# [SET TASK]
Can you rewrite the items as a numbered list, starting at the line that contains "Would you mind pointing to the bush" and running through the last line of the items, with both of those lines included and any blank lines dropped?

Start

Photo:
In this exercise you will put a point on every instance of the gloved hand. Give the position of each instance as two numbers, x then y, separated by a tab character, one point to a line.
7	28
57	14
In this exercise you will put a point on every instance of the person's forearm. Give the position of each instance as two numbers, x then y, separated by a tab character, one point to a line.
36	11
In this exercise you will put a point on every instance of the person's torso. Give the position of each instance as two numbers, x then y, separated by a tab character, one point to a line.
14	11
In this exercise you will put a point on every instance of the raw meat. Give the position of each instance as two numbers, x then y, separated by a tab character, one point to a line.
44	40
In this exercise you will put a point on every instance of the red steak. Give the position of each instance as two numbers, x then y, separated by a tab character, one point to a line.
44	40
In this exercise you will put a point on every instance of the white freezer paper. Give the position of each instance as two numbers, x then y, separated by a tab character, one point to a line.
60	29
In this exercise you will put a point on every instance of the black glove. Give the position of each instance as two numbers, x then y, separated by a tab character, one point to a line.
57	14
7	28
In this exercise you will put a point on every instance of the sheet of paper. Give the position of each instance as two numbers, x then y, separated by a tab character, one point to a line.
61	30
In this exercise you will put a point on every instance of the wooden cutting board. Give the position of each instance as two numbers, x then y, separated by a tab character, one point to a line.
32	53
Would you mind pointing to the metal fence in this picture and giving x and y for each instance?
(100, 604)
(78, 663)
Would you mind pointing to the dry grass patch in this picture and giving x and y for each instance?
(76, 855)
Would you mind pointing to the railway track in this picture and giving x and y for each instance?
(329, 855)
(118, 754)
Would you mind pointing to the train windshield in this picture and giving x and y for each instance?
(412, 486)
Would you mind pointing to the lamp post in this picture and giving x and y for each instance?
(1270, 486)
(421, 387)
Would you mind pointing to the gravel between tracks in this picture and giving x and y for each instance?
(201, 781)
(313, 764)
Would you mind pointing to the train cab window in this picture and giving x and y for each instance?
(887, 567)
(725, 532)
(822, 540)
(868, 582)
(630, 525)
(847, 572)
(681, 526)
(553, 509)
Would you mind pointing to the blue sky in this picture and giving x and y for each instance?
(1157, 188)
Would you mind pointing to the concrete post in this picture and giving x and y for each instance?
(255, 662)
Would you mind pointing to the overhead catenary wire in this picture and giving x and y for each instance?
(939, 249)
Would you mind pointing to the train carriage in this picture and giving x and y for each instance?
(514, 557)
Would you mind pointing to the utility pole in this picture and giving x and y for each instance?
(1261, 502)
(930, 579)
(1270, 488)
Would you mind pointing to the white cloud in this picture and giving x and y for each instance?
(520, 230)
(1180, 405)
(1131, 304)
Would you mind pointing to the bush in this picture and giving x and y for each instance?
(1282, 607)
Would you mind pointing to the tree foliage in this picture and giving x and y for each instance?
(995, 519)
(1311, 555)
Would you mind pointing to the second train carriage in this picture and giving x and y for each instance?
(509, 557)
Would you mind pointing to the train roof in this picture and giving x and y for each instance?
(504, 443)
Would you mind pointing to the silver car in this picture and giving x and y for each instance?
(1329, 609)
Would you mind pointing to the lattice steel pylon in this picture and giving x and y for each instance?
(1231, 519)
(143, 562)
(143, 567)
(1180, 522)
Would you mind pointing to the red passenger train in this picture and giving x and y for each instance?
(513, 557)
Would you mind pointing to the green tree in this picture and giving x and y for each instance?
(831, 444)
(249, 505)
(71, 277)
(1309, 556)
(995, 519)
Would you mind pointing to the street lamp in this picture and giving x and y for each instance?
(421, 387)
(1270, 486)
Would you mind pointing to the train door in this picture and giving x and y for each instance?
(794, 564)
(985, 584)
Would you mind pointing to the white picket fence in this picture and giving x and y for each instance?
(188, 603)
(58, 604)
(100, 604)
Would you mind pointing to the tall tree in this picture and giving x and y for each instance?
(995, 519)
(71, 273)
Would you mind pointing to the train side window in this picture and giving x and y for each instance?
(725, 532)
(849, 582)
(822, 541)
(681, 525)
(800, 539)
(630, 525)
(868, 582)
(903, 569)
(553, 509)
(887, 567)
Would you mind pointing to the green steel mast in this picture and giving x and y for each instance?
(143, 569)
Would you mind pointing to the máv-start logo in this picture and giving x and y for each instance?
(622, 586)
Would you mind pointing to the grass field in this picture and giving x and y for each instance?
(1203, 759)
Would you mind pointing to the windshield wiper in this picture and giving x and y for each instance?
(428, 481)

End

# [ANSWER TO THE PROBLEM]
1. Would you mind pointing to the bush in this picture and giving x and y for each instance?
2. (1282, 607)
3. Would you mind pointing to the tree foliage in this picture and giving x and y for each instance?
4. (995, 519)
5. (1311, 555)
6. Would you mind pointing to the second train carriage in this picture and giving x and y for each instance?
7. (509, 557)
8. Would you mind pointing to the train roof in this picture and giving x and y for each instance?
9. (504, 443)
10. Would you mind pointing to the silver car in this picture and giving x and y for each instance?
11. (1329, 609)
12. Would you mind pointing to the lattice steel pylon in this picture and giving x and y for each instance?
13. (1231, 519)
14. (143, 562)
15. (143, 567)
16. (1180, 522)
17. Would you mind pointing to the red passenger train in this picture and giving x and y for each instance?
18. (513, 557)
19. Would you mind pointing to the green tree in this picture and giving x and y for each instance?
20. (831, 444)
21. (249, 505)
22. (71, 277)
23. (1309, 556)
24. (995, 519)
25. Would you mind pointing to the street lamp in this picture and giving x and y for each instance?
26. (421, 387)
27. (1270, 486)
28. Would you mind pointing to the train door in this picture and giving x and y for each instance?
29. (794, 564)
30. (985, 584)
31. Would you mind pointing to the white picket fence in this picture and giving x and y for each instance?
32. (188, 603)
33. (58, 604)
34. (100, 604)
35. Would you mind pointing to the tall tree in this picture and giving x and y for each instance?
36. (995, 519)
37. (71, 273)
38. Would you mind pointing to the train side window in this picture and giving x and y for each instance?
39. (725, 532)
40. (849, 582)
41. (822, 541)
42. (681, 525)
43. (800, 539)
44. (630, 525)
45. (868, 582)
46. (903, 569)
47. (553, 509)
48. (887, 567)
49. Would you mind pointing to the green steel mast in this picture and giving x and y for each instance?
50. (143, 569)
51. Would you mind pointing to the máv-start logo in this picture and giving x and y for each instance?
52. (622, 586)
53. Would you mind pointing to the grass field in this picture and giving x and y for each instance?
54. (1203, 759)
55. Would you mind pointing to the windshield wiper in this picture and giving x and y for each instance?
56. (428, 481)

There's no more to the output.